• Required work:
Rewrite the data pruning article, everything from "One useful approach" down to "for including it.", with "gate phase" changed to "screening phase".

• Document extract:
********

Extreme data Pruning – How to Cut Effort, Complexity and Cost in your next Data Migration

In this best-practices article we explore the need for data pruning in order to keep costs and delivery timelines to a minimum on our data migration projects.

With some simple tools and techniques you may just find that your projects are suffering from too much dead wood in the legacy environment.

It’s time to cut back those data items you don’t need and create a far fitter and leaner data migration strategy.

Why do we need to prune our data during data migration?

Within the Data Migration Pro community we are currently exploring the issue of data migration scoping and it’s importance on the overall project.

One useful approach is to have an early review of all legacy data to assess what is valid or viable for migration.

The purpose of the gate phase is to reject all data from scope, unless a valid business or technical reason can be provided for including it.

As a gardener trims away the “dead wood” so must the data migration analyst look for opportunities to trim away data that offers little value to the business.

********

• Records:
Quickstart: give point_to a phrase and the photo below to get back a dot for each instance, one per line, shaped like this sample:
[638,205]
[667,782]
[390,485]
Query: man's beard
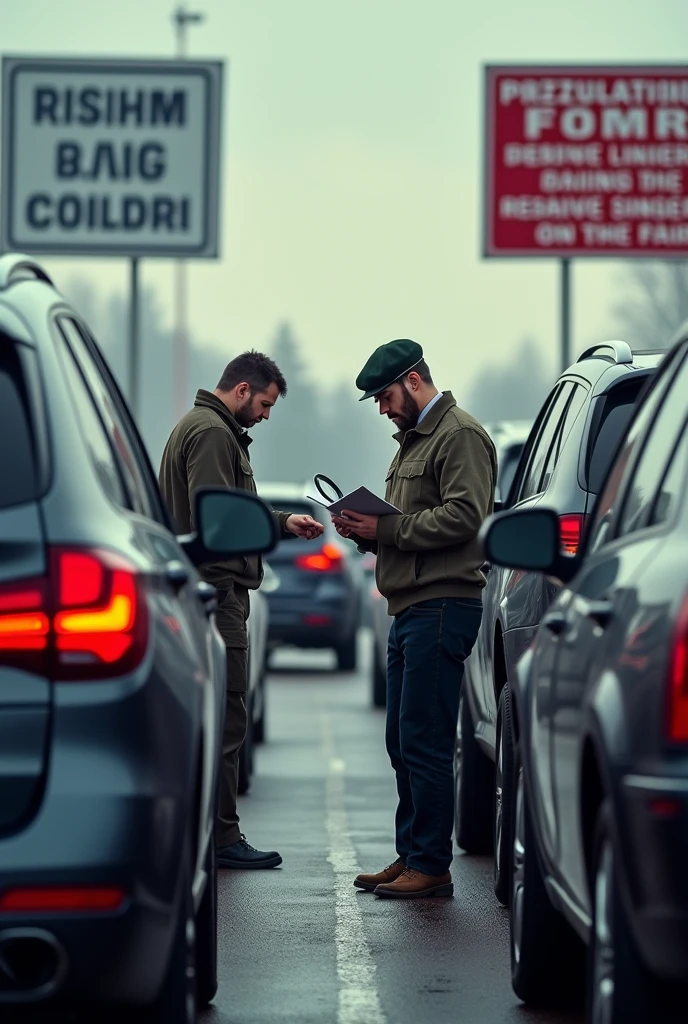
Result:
[409,415]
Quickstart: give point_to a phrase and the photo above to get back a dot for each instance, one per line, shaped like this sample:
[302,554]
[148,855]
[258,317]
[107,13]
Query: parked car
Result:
[112,686]
[257,628]
[317,603]
[599,711]
[562,465]
[381,622]
[509,437]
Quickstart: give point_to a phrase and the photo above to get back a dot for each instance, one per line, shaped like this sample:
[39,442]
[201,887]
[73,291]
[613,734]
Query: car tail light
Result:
[677,724]
[570,531]
[328,559]
[58,899]
[86,620]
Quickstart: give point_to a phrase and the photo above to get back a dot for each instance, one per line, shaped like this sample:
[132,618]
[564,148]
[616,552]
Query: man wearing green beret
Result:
[429,568]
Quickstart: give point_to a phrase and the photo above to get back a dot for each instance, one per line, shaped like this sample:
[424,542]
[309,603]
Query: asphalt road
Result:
[299,943]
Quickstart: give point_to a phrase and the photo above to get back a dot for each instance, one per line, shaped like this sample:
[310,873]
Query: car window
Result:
[605,511]
[653,461]
[606,436]
[508,463]
[125,455]
[547,435]
[18,475]
[575,403]
[673,485]
[92,429]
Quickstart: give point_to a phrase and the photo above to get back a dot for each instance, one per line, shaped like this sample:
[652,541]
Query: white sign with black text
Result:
[112,158]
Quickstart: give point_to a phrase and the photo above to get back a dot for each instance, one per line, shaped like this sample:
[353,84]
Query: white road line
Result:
[358,998]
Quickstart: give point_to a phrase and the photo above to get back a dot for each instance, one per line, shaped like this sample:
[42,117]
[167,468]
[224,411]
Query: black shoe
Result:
[242,854]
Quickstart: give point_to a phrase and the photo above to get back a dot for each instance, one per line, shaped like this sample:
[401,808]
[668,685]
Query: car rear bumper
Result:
[656,811]
[133,845]
[103,958]
[311,624]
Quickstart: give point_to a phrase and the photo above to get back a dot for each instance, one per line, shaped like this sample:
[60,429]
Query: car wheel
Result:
[346,654]
[473,785]
[619,986]
[206,933]
[547,957]
[379,680]
[504,796]
[246,754]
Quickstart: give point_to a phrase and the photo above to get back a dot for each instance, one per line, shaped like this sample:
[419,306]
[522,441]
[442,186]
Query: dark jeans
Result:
[428,644]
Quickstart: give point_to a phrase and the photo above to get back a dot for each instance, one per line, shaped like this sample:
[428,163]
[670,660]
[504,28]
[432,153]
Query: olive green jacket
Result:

********

• Answer space:
One useful approach is to have an early review of all legacy data to assess what is valid or viable for migration.

The purpose of the screening phase is to reject all data from scope, unless a valid business or technical reason can be provided for including it.